- [Source document]
________________________

Convincing young people of the merits of studying now to reap the benefits later has never been easy. However, at the moment, it appears harder than ever.

The increase in university tuition fees from next year has only exacerbated the seemingly endless flow of negative publicity about attending university. With some justification, many would argue, we are becoming a nation of university sceptics.

However, school and college leaders still have to ensure that learners get a balanced view and see the benefits of higher education – in particular those students from lower income backgrounds – so that they can make decisions based on facts rather than media headlines.

The coalition approach to HE policy in the last 18 months has been a radical one. While HE providers in England will be able to charge up to £9,000 per year for courses starting in 2012, at the same time the funding for teaching courses has fallen by 80 per cent. On that basis it’s possibly less surprising that, as of July, the average fee set was at £8,236.

The government did not anticipate this development. Instead, it had hoped that the change to the fee structure would foster a higher education market and greater competition between universities.

In an effort to boost competition, it has removed the cap on student numbers to enable universities to accept more of the highest achieving students. At present universities are allocated a limited number of student places but from 2012 any university will be able to recruit as many students as it likes who achieve AAB/equivalent or better.

The government has also made another 20,000 student places available to those universities who charge less than £7,500. The promise is that there are more policies to come to encourage this ‘contestability’.

The importance of social mobility?

While increasing fees dramatically, the government through its rhetoric has also continually pledged its commitment to social mobility and fair access to higher education. However, the policies to back this approach up have been somewhat mixed.

Since the early 2000s, virtually all schools and colleges in England have had some involvement in the now defunct Aimhigher programme, to support progression to HE among more disadvantaged learners.

The government’s view is that universities should replace the work of Aimhigher, which finished in July, by increasing their investment in outreach activities with schools and colleges.

To ensure this happens they have instructed universities which wish to charge over £6,000 per year (virtually all) to submit an access agreement. These documents outline how universities, via this outreach activity and bursaries/fee waivers, will ensure access to their institutions.

________________________

- [Information given]

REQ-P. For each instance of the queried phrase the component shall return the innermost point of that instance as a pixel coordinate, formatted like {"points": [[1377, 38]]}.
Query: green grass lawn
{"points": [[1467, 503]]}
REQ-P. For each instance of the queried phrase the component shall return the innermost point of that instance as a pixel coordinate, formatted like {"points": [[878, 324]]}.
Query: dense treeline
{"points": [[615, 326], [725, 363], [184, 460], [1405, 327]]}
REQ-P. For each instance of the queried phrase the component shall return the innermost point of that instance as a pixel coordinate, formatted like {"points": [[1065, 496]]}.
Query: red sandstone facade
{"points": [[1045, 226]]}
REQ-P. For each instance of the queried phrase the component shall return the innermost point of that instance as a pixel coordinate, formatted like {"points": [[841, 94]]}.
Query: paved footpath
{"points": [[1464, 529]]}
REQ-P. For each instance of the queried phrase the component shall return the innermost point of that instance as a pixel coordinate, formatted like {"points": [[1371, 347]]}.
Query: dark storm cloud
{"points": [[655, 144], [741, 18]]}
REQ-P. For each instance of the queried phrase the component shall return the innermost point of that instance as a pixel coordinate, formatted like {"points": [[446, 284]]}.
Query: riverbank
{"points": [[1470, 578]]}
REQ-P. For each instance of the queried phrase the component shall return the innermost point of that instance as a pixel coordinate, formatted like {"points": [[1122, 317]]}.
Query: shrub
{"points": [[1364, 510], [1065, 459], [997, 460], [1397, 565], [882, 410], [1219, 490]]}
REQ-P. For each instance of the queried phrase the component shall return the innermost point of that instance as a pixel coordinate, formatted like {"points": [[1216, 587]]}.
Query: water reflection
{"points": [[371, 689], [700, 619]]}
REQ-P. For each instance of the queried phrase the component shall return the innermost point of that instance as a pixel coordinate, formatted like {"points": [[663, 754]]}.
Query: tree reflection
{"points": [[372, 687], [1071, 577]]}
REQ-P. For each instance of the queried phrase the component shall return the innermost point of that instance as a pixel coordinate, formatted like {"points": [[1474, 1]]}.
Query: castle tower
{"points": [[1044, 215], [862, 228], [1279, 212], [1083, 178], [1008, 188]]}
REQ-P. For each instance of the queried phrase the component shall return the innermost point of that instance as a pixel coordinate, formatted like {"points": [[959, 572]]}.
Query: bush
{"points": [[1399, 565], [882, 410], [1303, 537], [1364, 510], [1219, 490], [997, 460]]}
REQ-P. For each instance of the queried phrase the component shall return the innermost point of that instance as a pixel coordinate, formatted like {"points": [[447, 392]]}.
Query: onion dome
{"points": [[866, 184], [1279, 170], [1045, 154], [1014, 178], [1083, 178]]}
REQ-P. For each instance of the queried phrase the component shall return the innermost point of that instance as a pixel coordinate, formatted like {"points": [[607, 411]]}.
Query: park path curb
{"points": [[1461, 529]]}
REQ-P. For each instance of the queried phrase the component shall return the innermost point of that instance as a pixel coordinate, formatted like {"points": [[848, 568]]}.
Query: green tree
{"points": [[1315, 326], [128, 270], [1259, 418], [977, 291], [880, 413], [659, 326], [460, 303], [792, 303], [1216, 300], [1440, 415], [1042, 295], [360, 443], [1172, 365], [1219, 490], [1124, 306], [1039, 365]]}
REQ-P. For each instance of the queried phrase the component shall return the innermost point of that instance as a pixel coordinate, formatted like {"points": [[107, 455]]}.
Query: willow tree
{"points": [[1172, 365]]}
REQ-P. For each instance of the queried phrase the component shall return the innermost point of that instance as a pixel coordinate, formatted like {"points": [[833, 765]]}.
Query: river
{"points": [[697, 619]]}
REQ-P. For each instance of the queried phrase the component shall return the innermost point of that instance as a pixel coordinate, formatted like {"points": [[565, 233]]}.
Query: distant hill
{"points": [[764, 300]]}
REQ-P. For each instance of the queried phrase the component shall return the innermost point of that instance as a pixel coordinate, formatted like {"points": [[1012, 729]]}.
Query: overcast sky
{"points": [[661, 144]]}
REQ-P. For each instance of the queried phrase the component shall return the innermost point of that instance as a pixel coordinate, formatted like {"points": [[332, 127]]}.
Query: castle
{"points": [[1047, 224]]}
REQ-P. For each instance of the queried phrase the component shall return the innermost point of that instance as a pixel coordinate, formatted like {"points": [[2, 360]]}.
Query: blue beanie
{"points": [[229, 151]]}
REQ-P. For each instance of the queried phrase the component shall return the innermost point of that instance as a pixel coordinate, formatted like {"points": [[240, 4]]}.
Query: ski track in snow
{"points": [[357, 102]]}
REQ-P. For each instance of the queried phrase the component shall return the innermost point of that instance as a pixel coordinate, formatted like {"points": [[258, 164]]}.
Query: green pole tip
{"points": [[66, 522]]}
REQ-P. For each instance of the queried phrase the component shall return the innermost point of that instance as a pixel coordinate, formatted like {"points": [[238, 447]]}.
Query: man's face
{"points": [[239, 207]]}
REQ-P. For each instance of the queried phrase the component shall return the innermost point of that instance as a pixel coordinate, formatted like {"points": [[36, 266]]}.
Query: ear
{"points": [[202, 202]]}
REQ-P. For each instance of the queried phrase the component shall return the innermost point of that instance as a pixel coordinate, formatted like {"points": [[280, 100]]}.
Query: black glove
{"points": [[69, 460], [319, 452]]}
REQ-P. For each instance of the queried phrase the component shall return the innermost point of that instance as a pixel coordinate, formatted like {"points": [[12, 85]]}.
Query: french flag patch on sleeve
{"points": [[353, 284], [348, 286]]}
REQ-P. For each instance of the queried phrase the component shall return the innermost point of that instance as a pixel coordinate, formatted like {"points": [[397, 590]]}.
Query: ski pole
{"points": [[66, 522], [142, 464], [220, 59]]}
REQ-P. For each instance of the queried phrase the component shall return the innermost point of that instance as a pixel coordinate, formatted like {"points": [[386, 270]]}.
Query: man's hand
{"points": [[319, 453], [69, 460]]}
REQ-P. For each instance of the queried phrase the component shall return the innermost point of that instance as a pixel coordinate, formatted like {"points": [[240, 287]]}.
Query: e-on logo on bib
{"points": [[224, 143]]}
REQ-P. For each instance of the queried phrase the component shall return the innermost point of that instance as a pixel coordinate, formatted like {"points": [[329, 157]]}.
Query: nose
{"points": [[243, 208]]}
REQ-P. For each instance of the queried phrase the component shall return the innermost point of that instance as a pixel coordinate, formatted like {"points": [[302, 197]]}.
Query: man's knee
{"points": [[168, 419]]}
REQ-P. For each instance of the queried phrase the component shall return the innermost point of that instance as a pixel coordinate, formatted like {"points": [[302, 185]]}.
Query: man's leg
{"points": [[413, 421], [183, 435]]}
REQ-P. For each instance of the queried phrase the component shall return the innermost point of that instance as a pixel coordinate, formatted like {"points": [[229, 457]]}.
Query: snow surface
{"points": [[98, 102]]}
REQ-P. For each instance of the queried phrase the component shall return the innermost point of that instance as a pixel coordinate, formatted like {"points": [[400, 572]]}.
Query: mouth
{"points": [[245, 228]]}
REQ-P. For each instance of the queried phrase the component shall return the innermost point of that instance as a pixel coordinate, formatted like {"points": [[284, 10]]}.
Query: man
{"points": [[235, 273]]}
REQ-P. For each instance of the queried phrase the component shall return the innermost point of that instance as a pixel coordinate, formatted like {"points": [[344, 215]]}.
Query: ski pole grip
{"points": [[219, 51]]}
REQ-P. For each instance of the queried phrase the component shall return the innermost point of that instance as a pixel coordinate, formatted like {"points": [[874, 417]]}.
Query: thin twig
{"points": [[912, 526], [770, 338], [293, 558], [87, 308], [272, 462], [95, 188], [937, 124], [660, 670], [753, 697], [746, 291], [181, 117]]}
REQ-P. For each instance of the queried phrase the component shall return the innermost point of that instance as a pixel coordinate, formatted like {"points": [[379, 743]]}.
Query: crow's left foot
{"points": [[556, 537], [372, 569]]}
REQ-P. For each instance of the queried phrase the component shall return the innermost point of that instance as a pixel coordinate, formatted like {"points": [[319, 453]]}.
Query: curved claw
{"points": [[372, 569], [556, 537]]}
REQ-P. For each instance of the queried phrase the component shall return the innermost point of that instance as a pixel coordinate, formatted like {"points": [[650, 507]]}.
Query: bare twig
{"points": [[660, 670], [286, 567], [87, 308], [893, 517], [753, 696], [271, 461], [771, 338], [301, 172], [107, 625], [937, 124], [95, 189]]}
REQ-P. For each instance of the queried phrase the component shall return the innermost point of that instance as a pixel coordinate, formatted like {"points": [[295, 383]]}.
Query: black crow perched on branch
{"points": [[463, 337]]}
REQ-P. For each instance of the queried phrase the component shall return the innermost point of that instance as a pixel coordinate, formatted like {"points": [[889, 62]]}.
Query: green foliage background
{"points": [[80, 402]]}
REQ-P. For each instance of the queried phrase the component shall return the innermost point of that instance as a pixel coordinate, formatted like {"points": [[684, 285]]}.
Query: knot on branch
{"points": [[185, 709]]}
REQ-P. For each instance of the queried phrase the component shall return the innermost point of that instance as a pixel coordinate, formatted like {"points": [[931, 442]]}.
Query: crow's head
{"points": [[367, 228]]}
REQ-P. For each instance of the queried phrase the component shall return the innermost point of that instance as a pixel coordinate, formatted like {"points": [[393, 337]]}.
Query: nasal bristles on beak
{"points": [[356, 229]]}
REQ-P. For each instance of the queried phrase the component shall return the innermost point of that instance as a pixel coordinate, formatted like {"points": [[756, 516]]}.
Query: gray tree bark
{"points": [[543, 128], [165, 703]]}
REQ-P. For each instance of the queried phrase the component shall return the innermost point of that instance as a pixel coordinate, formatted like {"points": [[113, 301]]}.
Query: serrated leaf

________________________

- [Exercise A] According to the article on university tuition fees, what was the average fee set as of July?
- [Exercise B] Pick up the article on university tuition fees after its last sentence and carry it forward.

- [Exercise output A] £8,236

- [Exercise output B]
Delivery of these agreements will be policed by the Office for Fair Access (OFFA), which was set up in 2004 when fees were first raised to more than £3,000. OFFA will have powers, yet to be made totally clear, to bring the universities into line if they do not deliver on their agreements.

Where do these changes leave schools and colleges who want to work with universities, especially to support the progression of their more disadvantaged learners? OFFA is not Ofsted but its existence still means that universities have to continue to work with schools and colleges to support access to HE for learners of all backgrounds.

Most universities will do so anyway, due to a combination of altruism and self-interest, but it will be on their own terms, targeting the institutions and learners that meet their particular strategic objectives – for example, the Russell Group universities chasing the ‘gifted and talented’.

Know your power

There are a number of things that school and college leaders can do to get university engagement for their institutions and, most importantly, their learners.

The new system shifts power to the student consumer and has placed many universities under severe pressure. They need students – from all backgrounds – hence, they need to work with schools and colleges. This fact should be at the forefront of the minds of leaders when they work with universities.

As a first point leaders should look for strategic links with the university. A quick read of the access agreement (see www.offa.org.uk) should reveal the university’s priorities. If a university approaches you, focus on these priorities and then look for sustained partnership and engagement via contact at dean or pro vice-chancellor level, as well as a relationship with those who deliver outreach work.

The bigger problem is when universities don’t approach you. Again, the access agreement is a starting point. Schools and colleges can use agreements to identify how they can help universities meet their own targets and then approach them.

What may tip the balance here is collaboration. If schools and colleges can work together both locally and nationally to speak to universities with a collective voice, they greatly strengthen their position. For example, it is vital that universities do not lose sight of work at Key Stage 3 as they compete more intensively for students.

Schools and colleges together need to get this message across to the HE sector and there are a number of ways to do it. Invite HE representatives to speak to regional and local meetings of senior leaders, for example, or invite local HE institutions to join your school or college governing body.

Autumn 2011 also sees the launch of a new independent organisation to support schools and colleges working with universities: the National Access to Higher Education Network (NAHEN). Look out for the opportunity to join.

Finally, work with ASCL which is also becoming more active in this area and don’t be afraid to be bold and think politically. Virtually all MPs across the parties sign up to the social mobility agenda now so get them to help you locally to make social mobility a reality.

Dedicated staff

Commitment is also required from school and colleges however. Universities will not be able to respond to requests for activities if the school lacks the capability to deliver. Giving a member of staff a specific HE access or progression role is vital. Such a role ideally needs recognition and status.

AccessHE, the post Aimhigher organisation in London, is offering all schools and colleges in the capital the opportunity to nominate an AccessHE advocate – a role with free, accredited training and external status. Those outside London can explore with their universities how, in return for the school or college identifying such staff, they could give some external training and status.

Commitment also means identifying different groups of learners that universities may have to target – those with free school meals for example – and making time in the curriculum for this work to happen. The new statutory information, advice and guidance responsibilities on schools can be the umbrella for this.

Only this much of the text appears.